**WORK REQUIRED:** In the entries below, find the line containing "point_to SHOULD mark one point per instance of the white pickup". Copy it and all lines after it, exactly, through the end.

Data entries:

● ● ● ● ● ● ●

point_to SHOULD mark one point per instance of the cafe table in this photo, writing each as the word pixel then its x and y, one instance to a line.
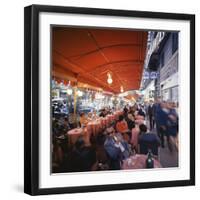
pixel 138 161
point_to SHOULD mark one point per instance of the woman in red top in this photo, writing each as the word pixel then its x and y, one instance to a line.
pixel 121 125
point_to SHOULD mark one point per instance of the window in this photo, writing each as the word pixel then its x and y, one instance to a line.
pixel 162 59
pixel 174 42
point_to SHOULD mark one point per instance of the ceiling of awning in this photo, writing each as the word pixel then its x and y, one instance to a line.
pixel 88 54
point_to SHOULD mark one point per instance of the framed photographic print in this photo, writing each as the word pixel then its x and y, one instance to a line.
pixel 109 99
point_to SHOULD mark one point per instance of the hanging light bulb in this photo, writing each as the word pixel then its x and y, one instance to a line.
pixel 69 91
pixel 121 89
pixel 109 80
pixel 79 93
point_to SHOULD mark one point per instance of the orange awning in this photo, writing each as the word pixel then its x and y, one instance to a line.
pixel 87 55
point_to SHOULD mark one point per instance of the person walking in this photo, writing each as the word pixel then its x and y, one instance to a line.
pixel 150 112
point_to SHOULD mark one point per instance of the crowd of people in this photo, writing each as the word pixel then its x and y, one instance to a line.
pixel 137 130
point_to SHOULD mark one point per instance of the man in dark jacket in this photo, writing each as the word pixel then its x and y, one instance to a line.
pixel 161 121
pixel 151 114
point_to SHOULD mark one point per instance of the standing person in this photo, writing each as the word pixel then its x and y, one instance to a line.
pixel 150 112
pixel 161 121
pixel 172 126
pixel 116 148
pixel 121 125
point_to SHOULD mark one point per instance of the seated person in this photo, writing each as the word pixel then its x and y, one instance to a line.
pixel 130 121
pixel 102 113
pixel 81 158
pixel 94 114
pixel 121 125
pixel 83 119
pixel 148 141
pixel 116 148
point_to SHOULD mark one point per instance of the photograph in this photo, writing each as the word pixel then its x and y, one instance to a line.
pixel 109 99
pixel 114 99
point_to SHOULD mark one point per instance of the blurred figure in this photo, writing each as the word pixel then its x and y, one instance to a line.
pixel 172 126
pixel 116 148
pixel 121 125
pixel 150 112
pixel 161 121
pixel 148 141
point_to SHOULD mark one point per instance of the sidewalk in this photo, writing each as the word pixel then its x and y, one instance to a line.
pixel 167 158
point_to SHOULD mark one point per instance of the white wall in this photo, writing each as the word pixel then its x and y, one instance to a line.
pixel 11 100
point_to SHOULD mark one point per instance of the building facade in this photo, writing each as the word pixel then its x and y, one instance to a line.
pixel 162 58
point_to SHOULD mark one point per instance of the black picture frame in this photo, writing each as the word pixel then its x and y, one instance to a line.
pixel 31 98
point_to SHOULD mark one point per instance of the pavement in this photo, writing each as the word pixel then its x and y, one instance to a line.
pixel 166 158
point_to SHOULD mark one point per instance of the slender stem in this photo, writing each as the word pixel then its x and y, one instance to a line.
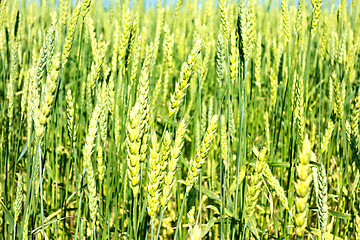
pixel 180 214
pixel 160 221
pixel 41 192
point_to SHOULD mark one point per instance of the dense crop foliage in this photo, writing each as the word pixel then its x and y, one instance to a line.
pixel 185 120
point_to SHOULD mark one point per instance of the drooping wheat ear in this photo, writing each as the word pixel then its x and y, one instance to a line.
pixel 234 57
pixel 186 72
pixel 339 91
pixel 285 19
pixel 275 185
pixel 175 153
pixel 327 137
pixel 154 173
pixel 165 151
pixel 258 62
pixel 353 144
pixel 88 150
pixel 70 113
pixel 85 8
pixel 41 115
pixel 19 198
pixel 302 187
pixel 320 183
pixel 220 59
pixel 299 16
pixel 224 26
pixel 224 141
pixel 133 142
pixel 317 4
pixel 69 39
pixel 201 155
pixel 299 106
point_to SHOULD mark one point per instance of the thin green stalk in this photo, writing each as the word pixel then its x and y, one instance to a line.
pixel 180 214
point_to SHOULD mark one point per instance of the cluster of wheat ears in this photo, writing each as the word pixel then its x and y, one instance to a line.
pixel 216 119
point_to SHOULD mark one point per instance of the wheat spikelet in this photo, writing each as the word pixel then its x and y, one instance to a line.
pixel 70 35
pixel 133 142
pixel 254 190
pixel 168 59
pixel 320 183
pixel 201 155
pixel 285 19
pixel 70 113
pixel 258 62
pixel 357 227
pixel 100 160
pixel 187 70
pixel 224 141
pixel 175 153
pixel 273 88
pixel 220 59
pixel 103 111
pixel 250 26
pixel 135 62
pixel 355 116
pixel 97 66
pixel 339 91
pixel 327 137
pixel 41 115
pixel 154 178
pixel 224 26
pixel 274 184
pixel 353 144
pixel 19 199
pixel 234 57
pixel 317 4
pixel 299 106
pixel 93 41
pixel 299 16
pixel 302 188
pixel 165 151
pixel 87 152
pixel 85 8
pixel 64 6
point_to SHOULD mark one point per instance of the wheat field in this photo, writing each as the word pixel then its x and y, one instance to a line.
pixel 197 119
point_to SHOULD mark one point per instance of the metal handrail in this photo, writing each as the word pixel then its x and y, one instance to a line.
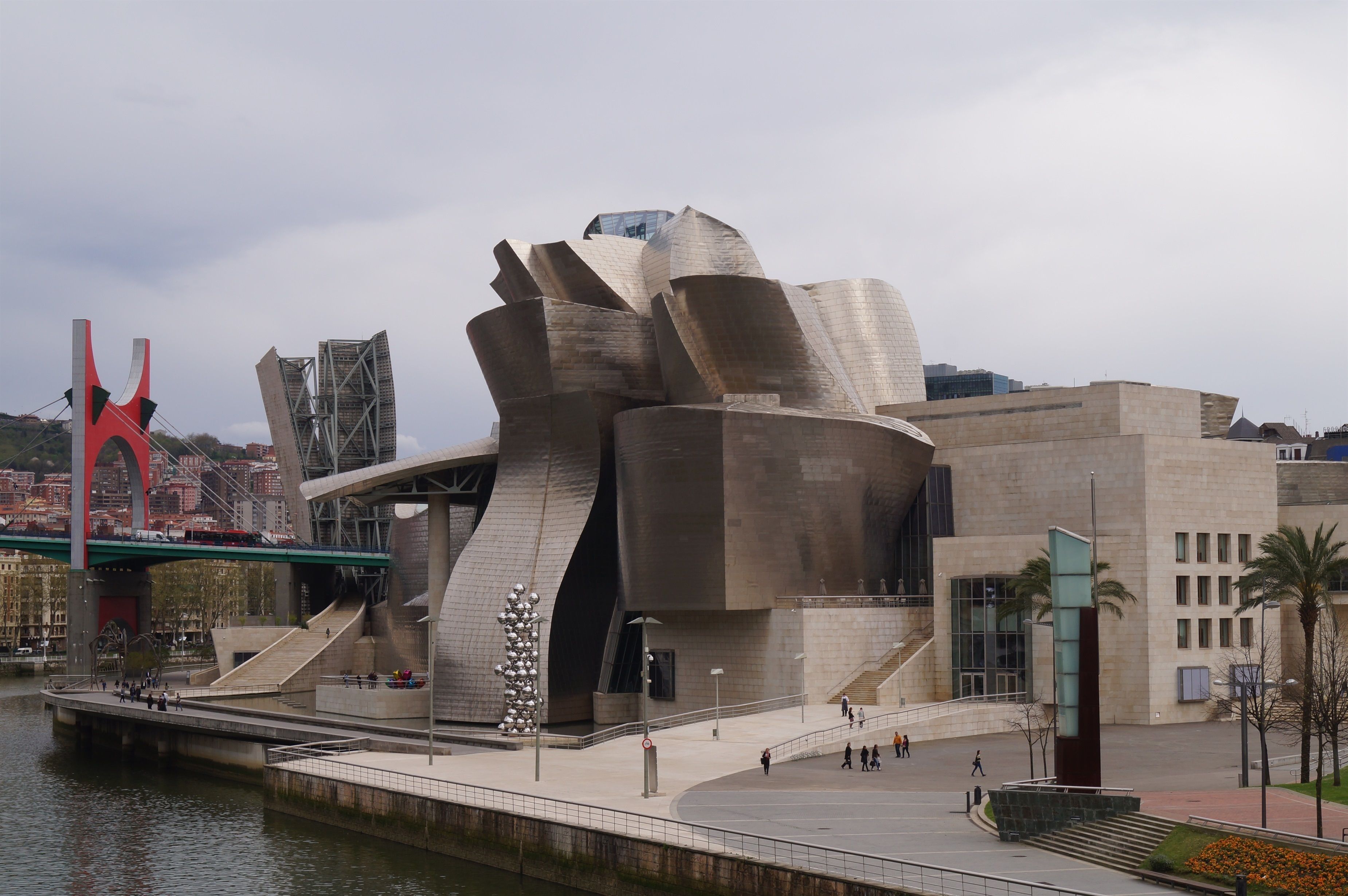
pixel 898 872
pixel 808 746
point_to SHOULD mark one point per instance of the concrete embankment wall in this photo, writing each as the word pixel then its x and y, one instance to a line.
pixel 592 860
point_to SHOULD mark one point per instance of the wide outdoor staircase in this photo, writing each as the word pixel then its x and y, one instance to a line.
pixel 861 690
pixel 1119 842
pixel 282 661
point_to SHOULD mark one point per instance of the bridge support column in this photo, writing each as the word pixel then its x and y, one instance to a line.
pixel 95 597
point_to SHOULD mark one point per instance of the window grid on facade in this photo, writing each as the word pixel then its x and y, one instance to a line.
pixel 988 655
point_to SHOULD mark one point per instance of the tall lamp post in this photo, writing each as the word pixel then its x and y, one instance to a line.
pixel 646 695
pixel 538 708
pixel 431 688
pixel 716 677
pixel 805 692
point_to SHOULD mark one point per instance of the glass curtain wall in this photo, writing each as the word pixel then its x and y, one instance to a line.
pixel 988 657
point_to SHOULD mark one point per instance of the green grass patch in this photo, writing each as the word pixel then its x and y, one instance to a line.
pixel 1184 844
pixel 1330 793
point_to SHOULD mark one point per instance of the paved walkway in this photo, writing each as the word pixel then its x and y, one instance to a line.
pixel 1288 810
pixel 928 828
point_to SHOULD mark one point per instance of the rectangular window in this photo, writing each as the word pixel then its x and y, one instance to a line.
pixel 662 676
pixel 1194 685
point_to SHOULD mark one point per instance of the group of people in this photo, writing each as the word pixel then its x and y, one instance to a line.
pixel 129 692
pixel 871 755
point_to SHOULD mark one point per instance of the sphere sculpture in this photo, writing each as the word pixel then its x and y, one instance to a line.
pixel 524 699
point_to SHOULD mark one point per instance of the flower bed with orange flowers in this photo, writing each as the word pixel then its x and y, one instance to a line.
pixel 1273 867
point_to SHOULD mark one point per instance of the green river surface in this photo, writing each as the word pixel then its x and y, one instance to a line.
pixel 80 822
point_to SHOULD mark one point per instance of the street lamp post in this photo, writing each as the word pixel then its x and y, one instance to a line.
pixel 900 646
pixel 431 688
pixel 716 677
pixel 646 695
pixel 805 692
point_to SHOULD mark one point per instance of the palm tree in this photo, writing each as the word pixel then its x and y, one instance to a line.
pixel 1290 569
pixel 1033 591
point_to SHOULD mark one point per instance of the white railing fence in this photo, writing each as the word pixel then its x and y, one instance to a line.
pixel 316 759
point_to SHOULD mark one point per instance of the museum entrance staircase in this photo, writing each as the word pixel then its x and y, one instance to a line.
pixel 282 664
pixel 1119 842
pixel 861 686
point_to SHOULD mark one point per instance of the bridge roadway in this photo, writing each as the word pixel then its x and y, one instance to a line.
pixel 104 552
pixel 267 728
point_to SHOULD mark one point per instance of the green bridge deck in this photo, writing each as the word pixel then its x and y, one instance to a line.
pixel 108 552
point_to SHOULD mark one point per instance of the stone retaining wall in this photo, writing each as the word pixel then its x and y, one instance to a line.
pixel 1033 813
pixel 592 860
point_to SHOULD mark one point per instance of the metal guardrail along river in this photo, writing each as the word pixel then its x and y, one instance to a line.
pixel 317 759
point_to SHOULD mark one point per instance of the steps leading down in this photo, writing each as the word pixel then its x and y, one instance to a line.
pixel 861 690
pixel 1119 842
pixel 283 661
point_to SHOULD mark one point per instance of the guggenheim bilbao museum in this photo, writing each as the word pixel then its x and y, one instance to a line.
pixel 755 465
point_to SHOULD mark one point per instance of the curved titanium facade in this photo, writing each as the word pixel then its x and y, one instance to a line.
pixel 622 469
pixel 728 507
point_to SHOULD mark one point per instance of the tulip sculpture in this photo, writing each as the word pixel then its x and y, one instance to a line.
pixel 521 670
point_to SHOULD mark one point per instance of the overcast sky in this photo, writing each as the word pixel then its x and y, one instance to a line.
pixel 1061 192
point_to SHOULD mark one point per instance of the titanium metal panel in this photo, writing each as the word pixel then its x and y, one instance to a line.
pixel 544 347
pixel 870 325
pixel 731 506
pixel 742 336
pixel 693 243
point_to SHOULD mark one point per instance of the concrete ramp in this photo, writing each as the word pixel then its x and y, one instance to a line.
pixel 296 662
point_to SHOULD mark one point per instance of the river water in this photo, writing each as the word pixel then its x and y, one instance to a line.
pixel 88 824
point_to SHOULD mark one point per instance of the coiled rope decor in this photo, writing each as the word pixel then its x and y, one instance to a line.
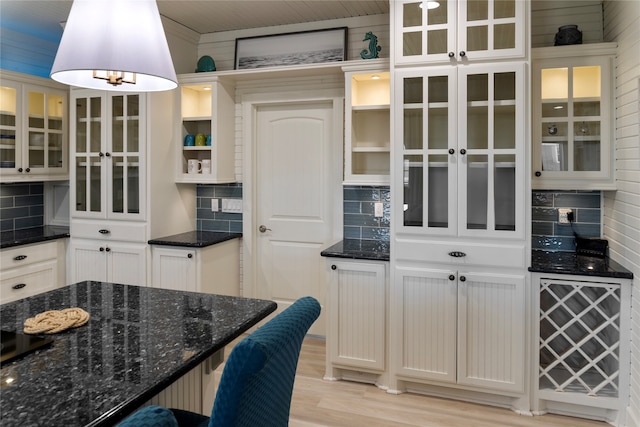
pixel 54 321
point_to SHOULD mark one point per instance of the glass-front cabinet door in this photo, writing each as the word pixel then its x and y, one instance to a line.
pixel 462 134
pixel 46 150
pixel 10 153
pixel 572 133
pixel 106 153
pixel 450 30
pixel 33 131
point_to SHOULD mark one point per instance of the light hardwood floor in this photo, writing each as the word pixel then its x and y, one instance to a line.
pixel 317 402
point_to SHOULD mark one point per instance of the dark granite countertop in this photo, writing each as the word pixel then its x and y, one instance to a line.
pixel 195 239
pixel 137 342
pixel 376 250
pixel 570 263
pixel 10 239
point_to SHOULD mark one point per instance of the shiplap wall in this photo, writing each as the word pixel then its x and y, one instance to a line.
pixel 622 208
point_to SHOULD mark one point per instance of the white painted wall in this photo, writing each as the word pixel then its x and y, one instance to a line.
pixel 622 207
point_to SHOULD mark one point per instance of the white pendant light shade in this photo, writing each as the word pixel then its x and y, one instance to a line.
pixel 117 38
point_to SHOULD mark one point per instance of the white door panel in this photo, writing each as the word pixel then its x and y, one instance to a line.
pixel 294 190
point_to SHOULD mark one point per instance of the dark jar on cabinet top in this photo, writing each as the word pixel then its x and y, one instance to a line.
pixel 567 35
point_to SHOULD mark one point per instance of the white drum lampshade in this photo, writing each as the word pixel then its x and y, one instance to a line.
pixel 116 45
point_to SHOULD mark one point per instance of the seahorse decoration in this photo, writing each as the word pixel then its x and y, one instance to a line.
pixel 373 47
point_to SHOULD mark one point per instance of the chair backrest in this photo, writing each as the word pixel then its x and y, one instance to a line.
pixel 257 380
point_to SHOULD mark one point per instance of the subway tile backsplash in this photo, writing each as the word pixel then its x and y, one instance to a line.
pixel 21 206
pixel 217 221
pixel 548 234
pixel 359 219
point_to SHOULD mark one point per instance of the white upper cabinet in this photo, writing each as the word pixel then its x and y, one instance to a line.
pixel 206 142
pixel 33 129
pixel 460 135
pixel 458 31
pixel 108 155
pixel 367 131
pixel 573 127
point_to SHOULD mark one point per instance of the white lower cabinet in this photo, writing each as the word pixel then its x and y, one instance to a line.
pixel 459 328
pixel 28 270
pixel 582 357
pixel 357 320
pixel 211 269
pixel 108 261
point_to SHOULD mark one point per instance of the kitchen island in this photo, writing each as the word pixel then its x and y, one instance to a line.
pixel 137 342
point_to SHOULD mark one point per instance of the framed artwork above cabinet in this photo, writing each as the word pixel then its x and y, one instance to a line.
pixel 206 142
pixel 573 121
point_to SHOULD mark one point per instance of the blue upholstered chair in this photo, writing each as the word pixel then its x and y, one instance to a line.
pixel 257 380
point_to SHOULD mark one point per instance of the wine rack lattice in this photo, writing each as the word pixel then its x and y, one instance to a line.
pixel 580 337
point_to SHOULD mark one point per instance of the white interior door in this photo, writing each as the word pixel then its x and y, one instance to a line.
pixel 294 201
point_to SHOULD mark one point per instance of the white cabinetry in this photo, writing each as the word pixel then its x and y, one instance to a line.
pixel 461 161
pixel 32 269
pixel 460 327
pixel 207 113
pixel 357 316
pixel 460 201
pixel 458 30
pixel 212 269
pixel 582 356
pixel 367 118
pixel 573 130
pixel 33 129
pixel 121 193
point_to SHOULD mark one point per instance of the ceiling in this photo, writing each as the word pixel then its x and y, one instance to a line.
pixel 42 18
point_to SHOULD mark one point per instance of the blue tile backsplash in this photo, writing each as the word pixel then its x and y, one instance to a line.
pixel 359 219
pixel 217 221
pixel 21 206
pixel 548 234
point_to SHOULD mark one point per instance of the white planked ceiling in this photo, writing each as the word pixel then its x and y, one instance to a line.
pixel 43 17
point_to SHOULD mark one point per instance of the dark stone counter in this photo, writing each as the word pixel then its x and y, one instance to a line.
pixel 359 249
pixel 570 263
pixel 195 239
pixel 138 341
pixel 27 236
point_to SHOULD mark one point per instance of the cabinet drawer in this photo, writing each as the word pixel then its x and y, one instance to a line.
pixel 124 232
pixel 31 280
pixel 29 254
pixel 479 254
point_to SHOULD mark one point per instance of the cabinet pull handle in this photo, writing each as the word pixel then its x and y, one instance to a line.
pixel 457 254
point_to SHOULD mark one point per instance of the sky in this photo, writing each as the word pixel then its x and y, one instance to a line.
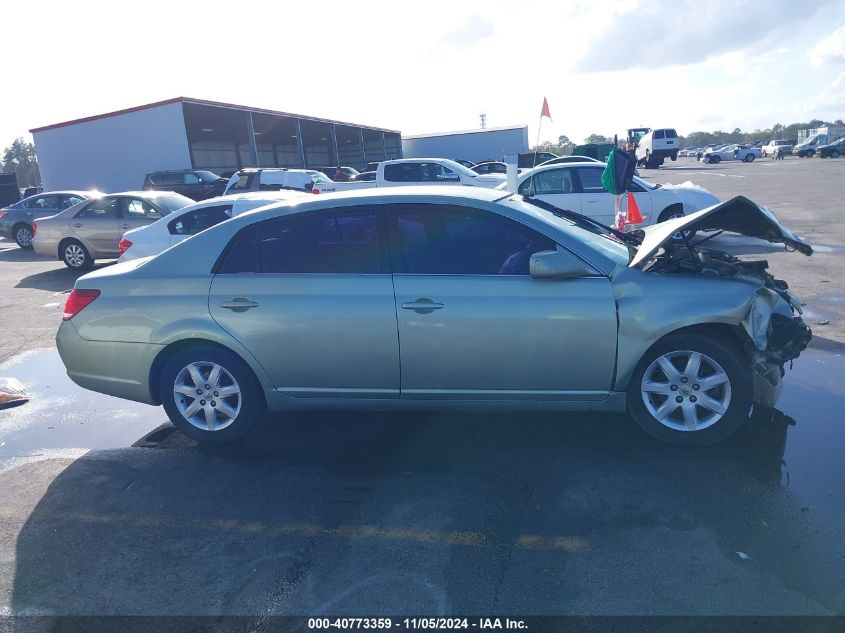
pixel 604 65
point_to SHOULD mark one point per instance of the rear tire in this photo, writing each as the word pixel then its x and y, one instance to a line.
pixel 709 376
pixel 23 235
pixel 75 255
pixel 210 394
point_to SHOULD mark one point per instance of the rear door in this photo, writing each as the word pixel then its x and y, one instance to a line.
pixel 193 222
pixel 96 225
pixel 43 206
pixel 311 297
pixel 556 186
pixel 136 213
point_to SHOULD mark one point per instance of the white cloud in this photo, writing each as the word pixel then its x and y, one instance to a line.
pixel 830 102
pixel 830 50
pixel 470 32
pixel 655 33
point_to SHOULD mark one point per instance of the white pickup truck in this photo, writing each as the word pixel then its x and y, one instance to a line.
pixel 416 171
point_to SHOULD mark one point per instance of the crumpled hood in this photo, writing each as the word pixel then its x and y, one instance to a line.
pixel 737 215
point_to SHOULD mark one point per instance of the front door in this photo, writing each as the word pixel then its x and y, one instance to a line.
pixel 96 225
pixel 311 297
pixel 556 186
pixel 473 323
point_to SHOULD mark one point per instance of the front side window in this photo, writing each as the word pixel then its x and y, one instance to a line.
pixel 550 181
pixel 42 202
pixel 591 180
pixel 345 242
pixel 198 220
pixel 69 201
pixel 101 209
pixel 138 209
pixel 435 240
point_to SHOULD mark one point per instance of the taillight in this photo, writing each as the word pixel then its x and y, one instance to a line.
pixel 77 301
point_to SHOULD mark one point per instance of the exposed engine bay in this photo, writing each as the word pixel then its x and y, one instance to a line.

● ● ● ● ● ● ●

**WRITTEN SOLUTION:**
point_to SHOULD mark one point per instance of the white pickup truck in this photo, writing each as the word pixel then its x and y, one instance to a line.
pixel 416 171
point_to SHOULD mark one point per instance of the crumpled hood in this photo, writing each as the word pixel then its x and y, one instance to a line.
pixel 737 215
point_to SHOULD mark one point per instance of the front door in this photo, writing each as the word pixel then its x and y, one instance to a line.
pixel 96 225
pixel 311 297
pixel 556 186
pixel 473 323
point_to SHOULD mark one point per instance of the front side window in this photo, writing each as the word pixel then its x and y, one instance to a line.
pixel 550 181
pixel 42 202
pixel 591 180
pixel 345 242
pixel 198 220
pixel 69 201
pixel 101 209
pixel 138 209
pixel 435 240
point_to SHOULD mark one point per instance of the taillight in this photo, writing each as the word pixel then its x and y, one instance to a line.
pixel 77 301
point_to SHOULD mark one point per instance of the exposed engine bay in this photo, writing each as the word pixel then its x and y, one instance to a line.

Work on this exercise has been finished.